Es bleibt deshalb allein die Frage, ob das Verhalten der Beklagten unter dem Gesichtspunkt eines etwaigen durch die Tätigkeiten der Beklagten bewirkten ruinösen Wettbewerbs gegen § 1 UWG verstößt. Diese Frage ist zu verneinen. Ein solcher Verstoß gegen § 1 UWG wird nicht deutlich.

1.

Mit Geschäften der vorliegenden Art, mit denen sie im sachlichen Ergebnis als Konkurrentin von Teppichhändlern auftritt, handelt die Beklagte allerdings in einem weiteren Sinn zu Zwecken des Wettbewerbs (§ 1 UWG).

2.

Aus ihrer Aufgabenstellung versteht es sich von selbst, daß die Beklagte, die eine Körperschaft des öffentlichen Rechts ist (§ 2 Sparkassengesetz NW), als eine solche Körperschaft nicht ohne weiteres von privatwirtschaftlichen Tätigkeiten ausgeschlossen ist; im Gegenteil besteht ihre Aufgabe zu einem großen Teil gerade auch darin, mit "wirtschaftlich schwächeren Bevölkerungskreisen" (§ 3 Sparkassengesetz MW) auf dem Gebiet des Kreditwesens privatwirtschaftlich tätig zu sein.

- Arbeitsauftrag A: Schreiben Sie den Textauszug zum möglichen ruinösen Wettbewerb der Beklagten vollständig und unverändert ab.

- Datensätze:
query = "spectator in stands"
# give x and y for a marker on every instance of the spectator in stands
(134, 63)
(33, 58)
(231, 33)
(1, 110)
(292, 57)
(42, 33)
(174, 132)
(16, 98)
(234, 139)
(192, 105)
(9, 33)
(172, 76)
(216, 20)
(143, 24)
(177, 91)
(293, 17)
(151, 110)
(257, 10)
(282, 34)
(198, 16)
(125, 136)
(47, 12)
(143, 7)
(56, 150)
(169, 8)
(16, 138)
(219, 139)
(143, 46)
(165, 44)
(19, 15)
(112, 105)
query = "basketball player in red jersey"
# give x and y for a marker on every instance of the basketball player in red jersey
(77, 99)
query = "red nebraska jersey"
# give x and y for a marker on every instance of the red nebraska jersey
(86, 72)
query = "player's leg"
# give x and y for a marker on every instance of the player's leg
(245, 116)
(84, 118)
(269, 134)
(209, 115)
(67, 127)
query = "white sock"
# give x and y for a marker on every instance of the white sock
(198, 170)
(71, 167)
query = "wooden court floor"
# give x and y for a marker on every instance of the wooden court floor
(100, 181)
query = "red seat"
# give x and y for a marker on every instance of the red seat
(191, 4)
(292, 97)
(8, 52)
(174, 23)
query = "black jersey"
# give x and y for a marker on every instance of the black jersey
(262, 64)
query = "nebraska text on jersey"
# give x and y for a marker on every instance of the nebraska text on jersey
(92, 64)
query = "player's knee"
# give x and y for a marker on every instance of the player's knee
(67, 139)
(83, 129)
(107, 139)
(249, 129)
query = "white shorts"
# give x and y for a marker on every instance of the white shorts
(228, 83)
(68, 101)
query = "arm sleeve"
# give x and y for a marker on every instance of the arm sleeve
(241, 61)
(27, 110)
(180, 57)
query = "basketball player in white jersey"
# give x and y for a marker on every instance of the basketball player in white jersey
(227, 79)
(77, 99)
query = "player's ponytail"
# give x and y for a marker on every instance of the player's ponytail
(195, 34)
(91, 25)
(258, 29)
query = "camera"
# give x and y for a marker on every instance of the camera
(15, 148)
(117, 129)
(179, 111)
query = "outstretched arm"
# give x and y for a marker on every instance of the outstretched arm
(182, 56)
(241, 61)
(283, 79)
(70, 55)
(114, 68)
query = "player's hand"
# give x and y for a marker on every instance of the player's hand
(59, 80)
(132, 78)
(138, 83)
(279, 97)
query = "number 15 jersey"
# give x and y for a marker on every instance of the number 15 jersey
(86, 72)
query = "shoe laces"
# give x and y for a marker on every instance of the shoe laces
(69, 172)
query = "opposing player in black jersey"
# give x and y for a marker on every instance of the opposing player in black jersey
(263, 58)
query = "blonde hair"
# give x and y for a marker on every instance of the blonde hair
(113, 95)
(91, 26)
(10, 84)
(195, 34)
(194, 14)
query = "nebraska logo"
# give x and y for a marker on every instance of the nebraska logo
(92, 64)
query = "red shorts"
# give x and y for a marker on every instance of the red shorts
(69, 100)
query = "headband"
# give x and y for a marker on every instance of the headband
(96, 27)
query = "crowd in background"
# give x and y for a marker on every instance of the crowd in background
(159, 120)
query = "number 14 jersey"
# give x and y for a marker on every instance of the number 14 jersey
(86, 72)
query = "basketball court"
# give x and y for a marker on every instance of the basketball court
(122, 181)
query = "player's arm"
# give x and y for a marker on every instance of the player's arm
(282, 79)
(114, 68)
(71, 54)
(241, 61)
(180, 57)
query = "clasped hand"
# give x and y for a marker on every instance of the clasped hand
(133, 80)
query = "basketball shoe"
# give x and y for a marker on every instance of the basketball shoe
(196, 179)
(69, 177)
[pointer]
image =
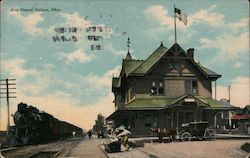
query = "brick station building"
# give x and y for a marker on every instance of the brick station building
(167, 89)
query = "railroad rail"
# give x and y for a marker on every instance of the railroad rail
(50, 150)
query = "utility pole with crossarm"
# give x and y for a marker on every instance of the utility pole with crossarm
(7, 87)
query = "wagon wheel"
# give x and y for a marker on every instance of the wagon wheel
(186, 136)
(209, 134)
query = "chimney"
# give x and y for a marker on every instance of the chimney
(190, 53)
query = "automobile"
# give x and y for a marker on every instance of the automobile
(101, 134)
(196, 130)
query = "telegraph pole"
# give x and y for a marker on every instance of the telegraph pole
(6, 91)
(229, 90)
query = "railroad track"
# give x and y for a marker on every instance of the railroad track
(50, 150)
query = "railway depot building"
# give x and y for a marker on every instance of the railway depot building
(167, 89)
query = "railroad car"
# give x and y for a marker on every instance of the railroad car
(33, 126)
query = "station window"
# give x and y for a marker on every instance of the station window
(157, 88)
(174, 65)
(194, 87)
(191, 86)
(147, 125)
(161, 89)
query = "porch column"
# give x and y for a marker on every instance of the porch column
(172, 118)
(177, 119)
(215, 120)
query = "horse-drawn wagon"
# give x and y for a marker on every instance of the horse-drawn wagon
(196, 130)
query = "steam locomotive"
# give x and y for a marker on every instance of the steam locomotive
(33, 126)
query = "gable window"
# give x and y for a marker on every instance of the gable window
(161, 89)
(191, 86)
(157, 88)
(194, 87)
(174, 65)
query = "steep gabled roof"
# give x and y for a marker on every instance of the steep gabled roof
(151, 60)
(209, 72)
(141, 67)
(129, 57)
(130, 65)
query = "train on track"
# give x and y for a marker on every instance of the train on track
(33, 127)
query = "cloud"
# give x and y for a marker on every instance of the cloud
(208, 16)
(203, 16)
(75, 20)
(102, 81)
(109, 48)
(77, 55)
(160, 14)
(240, 91)
(229, 45)
(239, 25)
(29, 22)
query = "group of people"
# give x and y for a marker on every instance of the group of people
(120, 134)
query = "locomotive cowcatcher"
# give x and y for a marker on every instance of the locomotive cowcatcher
(33, 126)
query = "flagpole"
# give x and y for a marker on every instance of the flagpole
(174, 25)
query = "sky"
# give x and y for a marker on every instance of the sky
(73, 82)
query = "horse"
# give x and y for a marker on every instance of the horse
(165, 132)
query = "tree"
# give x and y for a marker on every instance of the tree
(99, 123)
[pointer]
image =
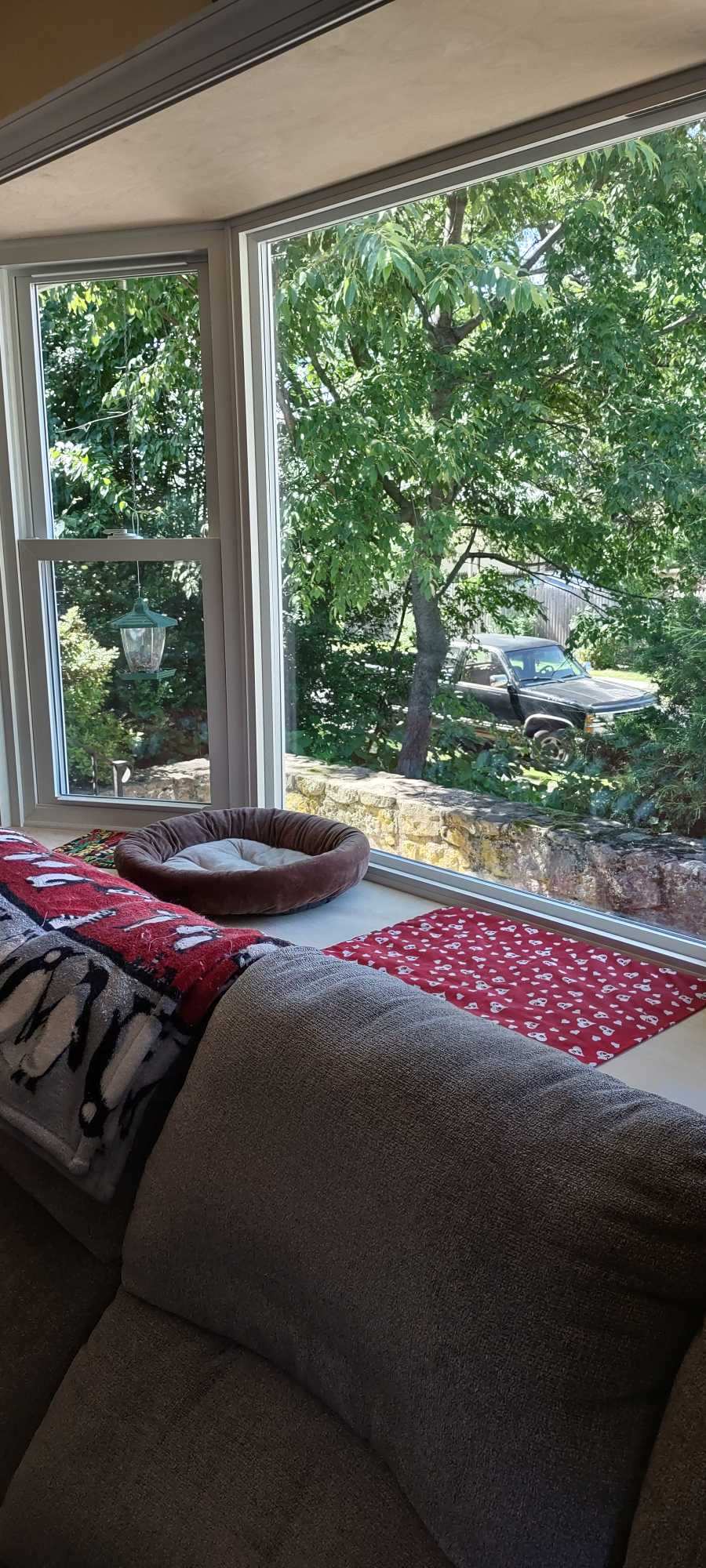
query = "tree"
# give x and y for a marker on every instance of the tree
(125, 419)
(481, 382)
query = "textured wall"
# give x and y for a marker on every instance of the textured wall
(45, 46)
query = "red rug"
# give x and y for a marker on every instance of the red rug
(581, 1000)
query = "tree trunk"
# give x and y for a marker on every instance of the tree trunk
(432, 650)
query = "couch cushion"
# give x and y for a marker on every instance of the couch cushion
(172, 1448)
(53, 1293)
(671, 1522)
(486, 1258)
(95, 1225)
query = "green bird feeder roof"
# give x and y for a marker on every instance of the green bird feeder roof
(142, 617)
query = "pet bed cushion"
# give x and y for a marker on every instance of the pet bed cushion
(208, 860)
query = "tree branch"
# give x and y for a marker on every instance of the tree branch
(682, 321)
(286, 412)
(456, 570)
(536, 255)
(406, 606)
(324, 379)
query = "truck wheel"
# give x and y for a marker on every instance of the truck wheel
(553, 746)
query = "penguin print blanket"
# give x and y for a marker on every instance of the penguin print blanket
(104, 996)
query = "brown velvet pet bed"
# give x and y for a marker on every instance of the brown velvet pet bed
(249, 862)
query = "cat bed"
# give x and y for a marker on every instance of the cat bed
(247, 862)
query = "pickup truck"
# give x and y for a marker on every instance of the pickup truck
(537, 686)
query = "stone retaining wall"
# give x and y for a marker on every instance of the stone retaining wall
(608, 868)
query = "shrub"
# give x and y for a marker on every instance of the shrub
(87, 670)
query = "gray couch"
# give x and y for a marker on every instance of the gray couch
(399, 1291)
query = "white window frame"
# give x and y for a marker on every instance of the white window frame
(252, 239)
(35, 791)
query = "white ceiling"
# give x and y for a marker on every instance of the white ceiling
(407, 79)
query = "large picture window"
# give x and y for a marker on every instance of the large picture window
(487, 416)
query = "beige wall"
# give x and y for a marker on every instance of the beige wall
(48, 45)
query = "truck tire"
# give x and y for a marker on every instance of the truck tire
(553, 746)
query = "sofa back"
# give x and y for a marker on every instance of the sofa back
(489, 1261)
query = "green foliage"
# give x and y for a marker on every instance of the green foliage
(90, 728)
(661, 752)
(602, 641)
(478, 383)
(101, 404)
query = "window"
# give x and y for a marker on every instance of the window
(467, 429)
(481, 666)
(122, 554)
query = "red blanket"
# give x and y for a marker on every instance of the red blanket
(178, 953)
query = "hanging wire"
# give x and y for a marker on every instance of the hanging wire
(131, 441)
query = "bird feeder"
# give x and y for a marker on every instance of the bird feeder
(144, 642)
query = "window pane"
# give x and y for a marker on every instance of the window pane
(492, 421)
(150, 719)
(125, 416)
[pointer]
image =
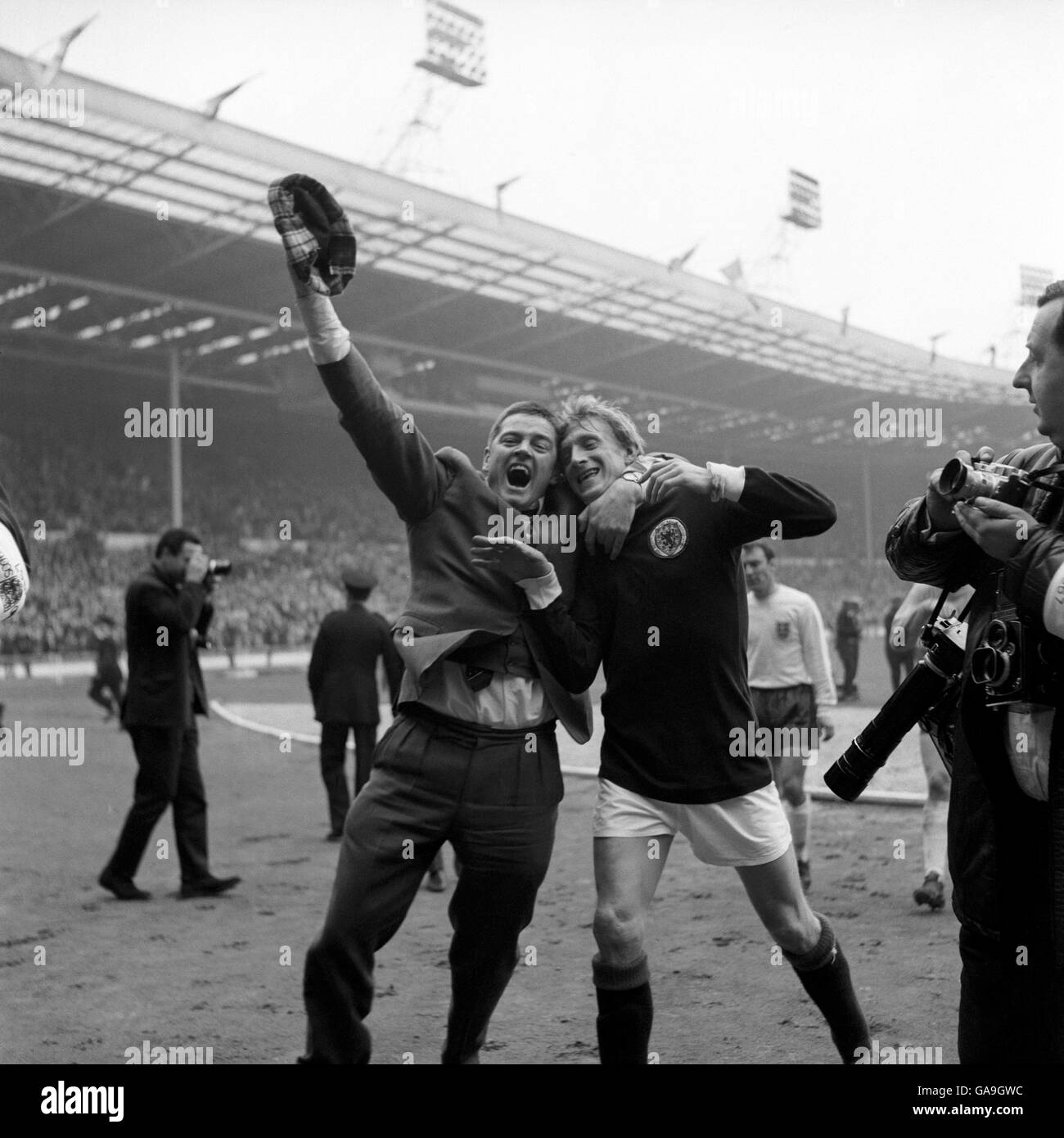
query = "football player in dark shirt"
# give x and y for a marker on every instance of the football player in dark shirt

- Arbeitsauftrag B: Ermitteln Sie, in wie vielen Zeilen der Datensätze die Zeichenfolge „green“ vorkommt, und beachten Sie dabei die Groß- und Kleinschreibung. Geben Sie ausschließlich die Anzahl an.

- Antwort A:
Es bleibt deshalb allein die Frage, ob das Verhalten der Beklagten unter dem Gesichtspunkt eines etwaigen durch die Tätigkeiten der Beklagten bewirkten ruinösen Wettbewerbs gegen § 1 UWG verstößt. Diese Frage ist zu verneinen. Ein solcher Verstoß gegen § 1 UWG wird nicht deutlich.

1.

Mit Geschäften der vorliegenden Art, mit denen sie im sachlichen Ergebnis als Konkurrentin von Teppichhändlern auftritt, handelt die Beklagte allerdings in einem weiteren Sinn zu Zwecken des Wettbewerbs (§ 1 UWG).

2.

Aus ihrer Aufgabenstellung versteht es sich von selbst, daß die Beklagte, die eine Körperschaft des öffentlichen Rechts ist (§ 2 Sparkassengesetz NW), als eine solche Körperschaft nicht ohne weiteres von privatwirtschaftlichen Tätigkeiten ausgeschlossen ist; im Gegenteil besteht ihre Aufgabe zu einem großen Teil gerade auch darin, mit "wirtschaftlich schwächeren Bevölkerungskreisen" (§ 3 Sparkassengesetz MW) auf dem Gebiet des Kreditwesens privatwirtschaftlich tätig zu sein.

- Antwort B: 4